Politique

Entre l’État et le Commun : le service public – mi-temps de la crise 2/3

Philosophe

Après s’être demandé ce que devient la politique dans la crise, le philosophe Étienne Balibar interroge ici la tension entre les logiques de l’État et du commun à travers le fonctionnement du service public. Une telle figure politique n’est pas quelque chose de radicalement nouveau dans l’histoire, surtout en période de crise mais elle resurgit avec force aujourd’hui.

C’est mon second point annoncé (lire ici le premier volet de cet article). Il s’agit ici de décrire ce qui m’apparaît de plus en plus comme une dimension stratégique de notre expérience de la crise, dont la discussion ne peut qu’avoir de grandes conséquences sur l’appareil théorique au moyen duquel nous analyserons les conflits, les alternatives dont se tissera « le politique » dans la période qu’ouvre la crise (en particulier notre conception de l’État et de son rapport à la société). Je vois en effet cette période, hypothétiquement, comme une longue phase de transition, dont nous pouvons observer aujourd’hui les conditions de départ, mais dont le cours à venir est imprévisible.

[Consigne A] Dites si chacune des affirmations suivantes concorde avec l’extrait cité, en répondant par oui ou par non et en citant à l’identique les mots du texte qui tranchent. (i) L’auteur envisage la période ouverte par la crise comme une longue phase de transition. (ii) Le cours à venir de cette période peut être prévu. (iii) La figure politique du service public est radicalement nouvelle dans l’histoire.
[Consigne B] Selon l’extrait cité, à travers quoi Étienne Balibar interroge-t-il la tension entre les logiques de l’État et du commun ?

[Données fournies]
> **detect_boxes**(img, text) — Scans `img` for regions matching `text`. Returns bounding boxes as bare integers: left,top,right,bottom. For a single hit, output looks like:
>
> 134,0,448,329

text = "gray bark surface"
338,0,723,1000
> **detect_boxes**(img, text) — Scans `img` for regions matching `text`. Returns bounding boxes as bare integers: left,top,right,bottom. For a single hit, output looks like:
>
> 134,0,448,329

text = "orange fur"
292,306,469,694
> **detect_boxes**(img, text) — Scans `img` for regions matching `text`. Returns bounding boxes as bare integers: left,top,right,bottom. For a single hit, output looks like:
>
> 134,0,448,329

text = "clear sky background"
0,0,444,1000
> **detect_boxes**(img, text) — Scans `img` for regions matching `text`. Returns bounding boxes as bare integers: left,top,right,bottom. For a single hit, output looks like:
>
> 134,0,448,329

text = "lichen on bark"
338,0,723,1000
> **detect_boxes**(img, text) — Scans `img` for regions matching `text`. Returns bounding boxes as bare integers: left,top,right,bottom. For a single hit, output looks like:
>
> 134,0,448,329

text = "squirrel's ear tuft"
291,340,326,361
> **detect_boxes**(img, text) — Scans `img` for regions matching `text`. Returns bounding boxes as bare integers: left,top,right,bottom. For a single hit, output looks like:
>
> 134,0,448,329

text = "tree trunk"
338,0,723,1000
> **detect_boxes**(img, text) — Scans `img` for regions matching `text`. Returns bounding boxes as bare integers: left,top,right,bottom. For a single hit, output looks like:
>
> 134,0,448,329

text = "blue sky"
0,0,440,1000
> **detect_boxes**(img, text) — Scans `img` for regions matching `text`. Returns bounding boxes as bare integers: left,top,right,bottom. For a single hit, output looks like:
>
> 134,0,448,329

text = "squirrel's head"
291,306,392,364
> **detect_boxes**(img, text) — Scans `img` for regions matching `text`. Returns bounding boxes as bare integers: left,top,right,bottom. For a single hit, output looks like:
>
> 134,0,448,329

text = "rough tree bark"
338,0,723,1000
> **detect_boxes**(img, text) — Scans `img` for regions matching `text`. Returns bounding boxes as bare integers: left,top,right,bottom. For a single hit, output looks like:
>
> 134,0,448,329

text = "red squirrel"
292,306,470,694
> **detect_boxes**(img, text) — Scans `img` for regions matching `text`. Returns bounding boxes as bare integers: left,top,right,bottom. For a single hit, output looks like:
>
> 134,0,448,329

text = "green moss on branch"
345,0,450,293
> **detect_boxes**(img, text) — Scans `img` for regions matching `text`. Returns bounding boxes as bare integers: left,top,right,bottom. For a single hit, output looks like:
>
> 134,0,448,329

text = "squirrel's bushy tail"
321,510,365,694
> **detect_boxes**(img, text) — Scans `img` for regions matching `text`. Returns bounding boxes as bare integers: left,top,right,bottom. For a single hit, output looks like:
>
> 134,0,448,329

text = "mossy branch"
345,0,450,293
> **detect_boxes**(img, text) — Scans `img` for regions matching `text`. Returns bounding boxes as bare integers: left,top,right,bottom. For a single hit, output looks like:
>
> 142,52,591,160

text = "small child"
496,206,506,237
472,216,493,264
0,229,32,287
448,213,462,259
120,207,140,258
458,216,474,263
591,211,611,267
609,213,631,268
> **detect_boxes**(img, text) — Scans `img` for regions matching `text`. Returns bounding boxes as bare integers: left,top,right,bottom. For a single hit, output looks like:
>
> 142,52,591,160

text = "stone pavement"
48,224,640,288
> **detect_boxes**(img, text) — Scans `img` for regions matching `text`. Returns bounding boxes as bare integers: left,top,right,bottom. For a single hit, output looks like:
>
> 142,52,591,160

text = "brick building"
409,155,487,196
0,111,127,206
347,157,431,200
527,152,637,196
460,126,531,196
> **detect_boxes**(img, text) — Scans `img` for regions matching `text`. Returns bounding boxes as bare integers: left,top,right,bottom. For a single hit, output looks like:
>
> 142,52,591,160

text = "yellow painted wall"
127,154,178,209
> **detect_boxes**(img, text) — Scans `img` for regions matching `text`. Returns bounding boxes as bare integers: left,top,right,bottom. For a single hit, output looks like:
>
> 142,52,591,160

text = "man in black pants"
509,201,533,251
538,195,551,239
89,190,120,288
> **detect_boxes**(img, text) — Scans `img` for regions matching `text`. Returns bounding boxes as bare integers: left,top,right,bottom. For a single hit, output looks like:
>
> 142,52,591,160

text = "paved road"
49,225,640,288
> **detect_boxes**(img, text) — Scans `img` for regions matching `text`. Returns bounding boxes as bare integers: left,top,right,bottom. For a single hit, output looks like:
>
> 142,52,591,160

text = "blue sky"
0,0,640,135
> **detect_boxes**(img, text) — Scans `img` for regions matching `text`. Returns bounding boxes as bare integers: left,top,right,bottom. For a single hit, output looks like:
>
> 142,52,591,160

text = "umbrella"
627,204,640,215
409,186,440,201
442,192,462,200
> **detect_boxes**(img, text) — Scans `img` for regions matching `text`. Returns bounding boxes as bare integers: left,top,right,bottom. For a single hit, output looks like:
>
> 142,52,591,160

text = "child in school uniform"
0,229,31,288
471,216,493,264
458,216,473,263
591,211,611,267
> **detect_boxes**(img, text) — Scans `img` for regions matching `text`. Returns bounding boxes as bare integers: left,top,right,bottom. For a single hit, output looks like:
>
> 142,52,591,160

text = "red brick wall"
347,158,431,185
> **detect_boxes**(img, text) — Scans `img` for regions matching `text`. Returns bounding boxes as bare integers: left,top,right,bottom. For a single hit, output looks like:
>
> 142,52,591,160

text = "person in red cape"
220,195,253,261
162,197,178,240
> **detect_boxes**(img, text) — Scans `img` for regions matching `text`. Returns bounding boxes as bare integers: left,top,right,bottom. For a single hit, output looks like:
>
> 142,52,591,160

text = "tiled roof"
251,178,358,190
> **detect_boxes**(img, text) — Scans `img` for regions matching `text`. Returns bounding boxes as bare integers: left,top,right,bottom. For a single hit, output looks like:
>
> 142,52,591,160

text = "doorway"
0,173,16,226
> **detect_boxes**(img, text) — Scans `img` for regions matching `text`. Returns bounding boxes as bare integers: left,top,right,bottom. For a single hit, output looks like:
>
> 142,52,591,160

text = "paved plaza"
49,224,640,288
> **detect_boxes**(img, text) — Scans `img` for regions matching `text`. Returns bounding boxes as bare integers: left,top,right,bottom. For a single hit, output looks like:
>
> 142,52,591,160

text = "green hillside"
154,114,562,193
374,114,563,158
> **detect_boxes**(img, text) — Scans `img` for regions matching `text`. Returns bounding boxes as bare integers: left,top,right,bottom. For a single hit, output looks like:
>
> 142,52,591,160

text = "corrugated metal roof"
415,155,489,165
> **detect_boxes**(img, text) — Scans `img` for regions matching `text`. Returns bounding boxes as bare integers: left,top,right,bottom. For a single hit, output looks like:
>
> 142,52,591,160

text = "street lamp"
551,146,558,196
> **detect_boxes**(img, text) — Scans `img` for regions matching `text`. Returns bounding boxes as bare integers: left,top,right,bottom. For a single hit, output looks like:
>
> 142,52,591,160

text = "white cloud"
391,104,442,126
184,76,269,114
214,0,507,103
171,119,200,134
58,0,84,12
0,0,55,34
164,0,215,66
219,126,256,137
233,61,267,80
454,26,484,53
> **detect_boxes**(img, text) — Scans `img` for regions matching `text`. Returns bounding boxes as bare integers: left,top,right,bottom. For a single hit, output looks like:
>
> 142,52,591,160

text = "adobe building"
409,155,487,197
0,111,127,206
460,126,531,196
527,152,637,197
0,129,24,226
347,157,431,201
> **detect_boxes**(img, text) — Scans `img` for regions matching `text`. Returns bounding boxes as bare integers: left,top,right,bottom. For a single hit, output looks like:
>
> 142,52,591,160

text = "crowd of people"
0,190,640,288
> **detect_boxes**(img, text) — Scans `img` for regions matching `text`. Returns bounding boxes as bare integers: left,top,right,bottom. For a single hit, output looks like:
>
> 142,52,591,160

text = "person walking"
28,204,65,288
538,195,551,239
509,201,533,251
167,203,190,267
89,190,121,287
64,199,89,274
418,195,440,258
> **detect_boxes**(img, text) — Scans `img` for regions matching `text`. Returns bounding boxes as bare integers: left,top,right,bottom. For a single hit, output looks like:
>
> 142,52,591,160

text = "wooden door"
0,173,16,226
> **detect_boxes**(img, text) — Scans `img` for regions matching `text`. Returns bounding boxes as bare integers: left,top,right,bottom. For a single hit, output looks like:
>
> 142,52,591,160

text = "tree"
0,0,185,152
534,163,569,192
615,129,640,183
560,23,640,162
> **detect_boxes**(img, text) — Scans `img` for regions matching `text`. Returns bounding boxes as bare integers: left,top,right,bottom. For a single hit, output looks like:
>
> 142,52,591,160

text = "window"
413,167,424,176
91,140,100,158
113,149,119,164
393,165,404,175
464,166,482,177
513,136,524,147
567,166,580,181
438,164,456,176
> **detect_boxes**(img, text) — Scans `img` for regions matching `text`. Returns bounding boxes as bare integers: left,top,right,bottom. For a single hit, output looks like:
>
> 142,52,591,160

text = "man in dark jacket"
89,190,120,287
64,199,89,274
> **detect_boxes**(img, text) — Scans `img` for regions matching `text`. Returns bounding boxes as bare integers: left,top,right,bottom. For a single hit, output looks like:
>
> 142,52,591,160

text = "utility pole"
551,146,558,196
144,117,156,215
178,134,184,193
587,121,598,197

[Corrigé A]
(i) Oui : « Je vois en effet cette période, hypothétiquement, comme une longue phase de transition ».
(ii) Non : « mais dont le cours à venir est imprévisible ».
(iii) Non : « n’est pas quelque chose de radicalement nouveau dans l’histoire ».

[Corrigé B] À travers le fonctionnement du service public.